Output every line of the rows below as a JSON list of strings, one string per line, with blank lines skipped. Leave the pictures out.

[begin Stored rows]

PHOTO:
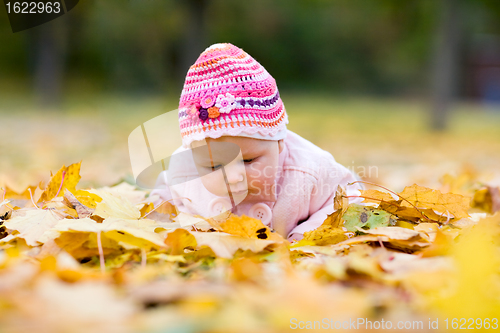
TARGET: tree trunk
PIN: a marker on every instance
(446, 60)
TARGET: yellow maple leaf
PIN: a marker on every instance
(65, 178)
(340, 204)
(324, 235)
(116, 206)
(225, 245)
(246, 226)
(376, 196)
(424, 197)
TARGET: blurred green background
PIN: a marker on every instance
(410, 88)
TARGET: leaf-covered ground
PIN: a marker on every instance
(79, 254)
(104, 260)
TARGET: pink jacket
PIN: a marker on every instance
(306, 187)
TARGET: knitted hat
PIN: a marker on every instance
(228, 93)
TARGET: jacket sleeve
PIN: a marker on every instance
(161, 189)
(321, 199)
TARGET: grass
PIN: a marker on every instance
(389, 136)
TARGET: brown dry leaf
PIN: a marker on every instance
(178, 240)
(168, 209)
(69, 181)
(424, 197)
(33, 224)
(395, 233)
(246, 226)
(148, 207)
(225, 245)
(324, 235)
(87, 199)
(11, 194)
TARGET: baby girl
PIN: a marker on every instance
(238, 155)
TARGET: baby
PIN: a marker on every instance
(238, 155)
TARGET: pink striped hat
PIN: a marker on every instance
(228, 93)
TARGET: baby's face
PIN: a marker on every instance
(249, 174)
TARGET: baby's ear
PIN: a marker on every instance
(281, 145)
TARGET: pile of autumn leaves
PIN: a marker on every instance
(105, 259)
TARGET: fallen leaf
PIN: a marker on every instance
(178, 240)
(366, 217)
(324, 235)
(115, 206)
(65, 178)
(424, 197)
(33, 224)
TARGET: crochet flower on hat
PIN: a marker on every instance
(207, 101)
(233, 95)
(211, 107)
(225, 103)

[end Stored rows]

§ Task solution:
[
  "PHOTO:",
  "TARGET: tree trunk",
  "PIN: a marker on every instance",
  "(446, 60)",
  "TARGET: yellow maple leaf",
  "PIN: a marker on every instance",
  "(65, 178)",
  "(340, 204)",
  "(324, 235)",
  "(116, 206)",
  "(225, 245)",
  "(246, 226)",
  "(376, 196)",
  "(424, 197)",
  "TARGET: blurred green background",
  "PIN: a marker on every instance",
  "(410, 88)",
  "TARGET: leaf-covered ground",
  "PIN: a marker on every instance",
  "(79, 254)",
  "(104, 260)",
  "TARGET: pink jacket",
  "PIN: a marker on every instance",
  "(306, 187)",
  "TARGET: knitted hat",
  "PIN: a marker on every instance",
  "(228, 93)",
  "TARGET: jacket sleeve",
  "PIN: a marker on every instance",
  "(161, 189)",
  "(321, 199)",
  "TARGET: grass",
  "PIN: a marker on every instance",
  "(389, 136)",
  "TARGET: brown dry leaf",
  "PIN: a marker on every instance",
  "(178, 240)",
  "(168, 209)",
  "(69, 181)",
  "(424, 197)",
  "(33, 224)",
  "(395, 233)",
  "(246, 226)",
  "(148, 207)",
  "(225, 245)",
  "(324, 235)",
  "(87, 199)",
  "(11, 194)",
  "TARGET: baby girl",
  "PIN: a marker on every instance",
  "(238, 155)",
  "TARGET: baby",
  "PIN: a marker on every instance",
  "(238, 155)",
  "TARGET: pink striped hat",
  "PIN: a marker on every instance",
  "(228, 93)",
  "TARGET: baby's face",
  "PIN: a marker on every instance",
  "(249, 174)",
  "TARGET: baby's ear",
  "PIN: a marker on every instance",
  "(281, 145)",
  "TARGET: pile of autumn leaves",
  "PIN: a marker on every instance",
  "(105, 259)",
  "TARGET: fallen leaf",
  "PIN: a marker on every instance",
  "(178, 240)",
  "(366, 217)",
  "(324, 235)",
  "(115, 206)",
  "(65, 178)",
  "(424, 197)",
  "(33, 224)",
  "TARGET: crochet flower on hat",
  "PIN: a marker on every instance",
  "(207, 101)",
  "(233, 95)",
  "(211, 107)",
  "(225, 103)"
]